Join Foodprint on Saturday, July 31, in Toronto, for their next Foodprint Project event.
Foodprint Toronto is the second in a series of international conversations about food and the city. With the Toronto Board of Health having just formally adopted a new city-wide food strategy, the timing is perfect for a truly cross-disciplinary discussion that explores the past, present, and future of food and the city. From the fight for street food to the transportation infrastructure of the Ontario Food Terminal, and from the evolution of school meals to the challenge of scaling up urban agriculture, panelists will explore the forces that shape Toronto’s food and speculate on how to feed Toronto in the future.
Date: Saturday, July 31
Time: 12:30 p.m. to 5:00 p.m.
Location: Artscape Wychwood Barns (map)
Cost and Registration: No registration is required, there will be a $5 admission fee at the door
Program Schedule:
Zoning Diet: Jessica Duffin Wolfe, Barbara Emanuel, Pat Pessotto, Lola Sheppard
Culinary Cartography: Laurel Atkinson, Mark Fram, Chris Hardwicke, Darren O’Donnell
Edible Archaeology: Natasha & Andrew Akiwenzie, Shawn Micallef, Rebecca O’Neill, Robert Wright
Feast, Famine, and Other Scenarios: Evan D. G. Fraser, John Knechtel, Kathryn Scharf, Michael Wolfson
Watch live online thanks to our volunteer videographer, Kevin Lisoy.

Challenge 1 » Transcribe the Foodprint Toronto announcement, starting with "Date: Saturday, July" and going on through "videographer, Kevin Lisoy.".
Challenge 2 » Extend the Foodprint Toronto announcement by writing what comes after its last line.
The material that comes after the Foodprint Toronto announcement has nothing to do with it.

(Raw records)
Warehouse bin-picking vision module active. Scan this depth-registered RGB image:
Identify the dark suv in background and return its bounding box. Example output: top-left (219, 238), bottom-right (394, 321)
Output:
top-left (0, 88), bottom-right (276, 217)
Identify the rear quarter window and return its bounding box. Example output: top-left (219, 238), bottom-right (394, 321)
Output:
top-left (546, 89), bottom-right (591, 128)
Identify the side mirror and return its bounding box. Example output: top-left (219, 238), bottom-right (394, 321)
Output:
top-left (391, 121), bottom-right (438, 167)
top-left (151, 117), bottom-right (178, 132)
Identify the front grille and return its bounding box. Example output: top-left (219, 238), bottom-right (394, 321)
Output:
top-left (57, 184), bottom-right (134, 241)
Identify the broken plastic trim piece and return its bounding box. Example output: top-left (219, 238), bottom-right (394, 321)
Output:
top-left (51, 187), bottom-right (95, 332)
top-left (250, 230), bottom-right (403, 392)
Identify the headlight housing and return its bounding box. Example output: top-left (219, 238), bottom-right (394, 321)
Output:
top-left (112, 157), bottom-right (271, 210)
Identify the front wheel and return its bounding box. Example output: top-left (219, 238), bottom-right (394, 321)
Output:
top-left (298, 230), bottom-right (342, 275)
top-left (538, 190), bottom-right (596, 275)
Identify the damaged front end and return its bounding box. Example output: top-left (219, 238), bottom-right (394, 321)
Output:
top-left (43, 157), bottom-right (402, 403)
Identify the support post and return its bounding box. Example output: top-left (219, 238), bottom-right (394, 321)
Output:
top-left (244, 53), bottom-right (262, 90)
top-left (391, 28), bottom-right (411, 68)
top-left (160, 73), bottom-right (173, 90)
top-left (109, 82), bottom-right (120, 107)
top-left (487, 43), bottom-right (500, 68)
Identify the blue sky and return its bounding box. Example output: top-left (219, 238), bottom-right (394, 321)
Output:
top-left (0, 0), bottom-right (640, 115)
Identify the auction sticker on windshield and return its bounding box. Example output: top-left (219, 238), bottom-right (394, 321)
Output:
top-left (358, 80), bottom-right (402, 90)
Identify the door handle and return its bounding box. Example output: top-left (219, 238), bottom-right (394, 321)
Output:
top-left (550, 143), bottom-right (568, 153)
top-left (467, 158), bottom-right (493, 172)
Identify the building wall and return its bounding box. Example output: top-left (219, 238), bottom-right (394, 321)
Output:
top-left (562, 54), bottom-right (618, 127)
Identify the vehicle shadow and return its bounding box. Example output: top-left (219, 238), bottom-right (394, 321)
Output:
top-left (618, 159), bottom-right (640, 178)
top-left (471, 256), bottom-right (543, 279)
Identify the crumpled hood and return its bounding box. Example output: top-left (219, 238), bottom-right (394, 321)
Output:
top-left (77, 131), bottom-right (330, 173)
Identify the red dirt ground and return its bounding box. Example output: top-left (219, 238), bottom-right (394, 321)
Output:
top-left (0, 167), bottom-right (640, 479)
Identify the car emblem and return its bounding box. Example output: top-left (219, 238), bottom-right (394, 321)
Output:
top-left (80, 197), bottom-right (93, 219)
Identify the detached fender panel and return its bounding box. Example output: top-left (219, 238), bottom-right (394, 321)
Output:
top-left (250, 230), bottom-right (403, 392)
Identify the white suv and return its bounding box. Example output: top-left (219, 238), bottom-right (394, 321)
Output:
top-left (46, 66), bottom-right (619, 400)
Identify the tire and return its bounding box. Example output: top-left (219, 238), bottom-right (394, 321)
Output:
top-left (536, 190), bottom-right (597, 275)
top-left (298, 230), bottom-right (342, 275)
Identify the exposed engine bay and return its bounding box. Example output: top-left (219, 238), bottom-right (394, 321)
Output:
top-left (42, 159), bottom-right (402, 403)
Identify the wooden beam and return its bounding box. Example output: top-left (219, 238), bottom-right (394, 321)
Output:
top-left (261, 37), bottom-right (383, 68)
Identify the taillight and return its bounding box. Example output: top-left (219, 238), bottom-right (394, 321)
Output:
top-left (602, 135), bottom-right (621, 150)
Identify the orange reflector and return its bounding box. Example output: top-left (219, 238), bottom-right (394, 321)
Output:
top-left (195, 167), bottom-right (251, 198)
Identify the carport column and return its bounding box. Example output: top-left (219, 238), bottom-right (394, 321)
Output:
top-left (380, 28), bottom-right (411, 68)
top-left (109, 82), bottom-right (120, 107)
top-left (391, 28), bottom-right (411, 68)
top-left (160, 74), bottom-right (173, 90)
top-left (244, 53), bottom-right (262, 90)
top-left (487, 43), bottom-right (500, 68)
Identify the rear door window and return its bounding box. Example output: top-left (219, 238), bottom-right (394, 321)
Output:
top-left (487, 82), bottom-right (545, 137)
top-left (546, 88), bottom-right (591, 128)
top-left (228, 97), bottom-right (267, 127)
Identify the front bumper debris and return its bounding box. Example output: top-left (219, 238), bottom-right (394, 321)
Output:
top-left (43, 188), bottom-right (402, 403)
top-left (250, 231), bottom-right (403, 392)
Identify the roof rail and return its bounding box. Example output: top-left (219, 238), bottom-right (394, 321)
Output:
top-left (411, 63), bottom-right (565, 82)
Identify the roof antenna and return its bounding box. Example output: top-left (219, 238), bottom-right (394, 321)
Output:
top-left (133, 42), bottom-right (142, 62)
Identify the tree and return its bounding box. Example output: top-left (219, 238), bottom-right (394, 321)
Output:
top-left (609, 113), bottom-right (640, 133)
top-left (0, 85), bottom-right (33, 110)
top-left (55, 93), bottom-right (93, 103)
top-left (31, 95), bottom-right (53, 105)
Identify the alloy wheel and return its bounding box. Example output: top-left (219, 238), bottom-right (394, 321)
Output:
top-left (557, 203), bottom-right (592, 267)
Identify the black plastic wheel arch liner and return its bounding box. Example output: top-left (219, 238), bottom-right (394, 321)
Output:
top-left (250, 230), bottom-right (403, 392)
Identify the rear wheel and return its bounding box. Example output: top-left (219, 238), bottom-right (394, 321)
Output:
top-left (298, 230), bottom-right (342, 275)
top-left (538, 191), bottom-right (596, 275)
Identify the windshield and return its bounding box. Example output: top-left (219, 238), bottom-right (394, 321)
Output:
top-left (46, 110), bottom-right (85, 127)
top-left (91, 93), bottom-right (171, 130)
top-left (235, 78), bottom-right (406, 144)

Written answer 1 »
Date: Saturday, July 31
Time: 12:30 p.m. to 5:00 p.m.
Location: Artscape Wychwood Barns (map)
Cost and Registration: No registration is required, there will be a $5 admission fee at the door
Program Schedule:
Zoning Diet: Jessica Duffin Wolfe, Barbara Emanuel, Pat Pessotto, Lola Sheppard
Culinary Cartography: Laurel Atkinson, Mark Fram, Chris Hardwicke, Darren O’Donnell
Edible Archaeology: Natasha & Andrew Akiwenzie, Shawn Micallef, Rebecca O’Neill, Robert Wright
Feast, Famine, and Other Scenarios: Evan D. G. Fraser, John Knechtel, Kathryn Scharf, Michael Wolfson
Watch live online thanks to our volunteer videographer, Kevin Lisoy.

Written answer 2 »
Zoning Diet
(12:30 to 1:30 p.m.)
How do zoning, policy, and economics shape Toronto’s food systems?
Jessica Duffin Wolfe
Jessica Duffin Wolfe is Arts and Books Editor at Spacing Magazine and a member of the Editorial Board of POV, the magazine of the Documentary Organization of Canada. She recently completed her first novel, while her first short film, BERLIN, opened the Rooftop Film Festival in New York in 2008. She is currently pursuing doctoral studies at the University of Toronto, where she runs the graduate student speaking series WIDEN (Workshops for Inter-Discipline Exchange & Novelty).
Barbara Emanuel
Barbara Emanuel is Senior Policy Advisor at the Toronto Board of Health, and co-author of the City’s new food strategy report, Cultivating Food Connections: Towards a Healthy and Sustainable Food System for Toronto. Barbara has many years of experience working on social and public health policy issues including housing and homelessness, income security, and most recently food. She brings a multi-disciplinary approach to her work and sees food as an effective vehicle for realizing a variety of city building goals.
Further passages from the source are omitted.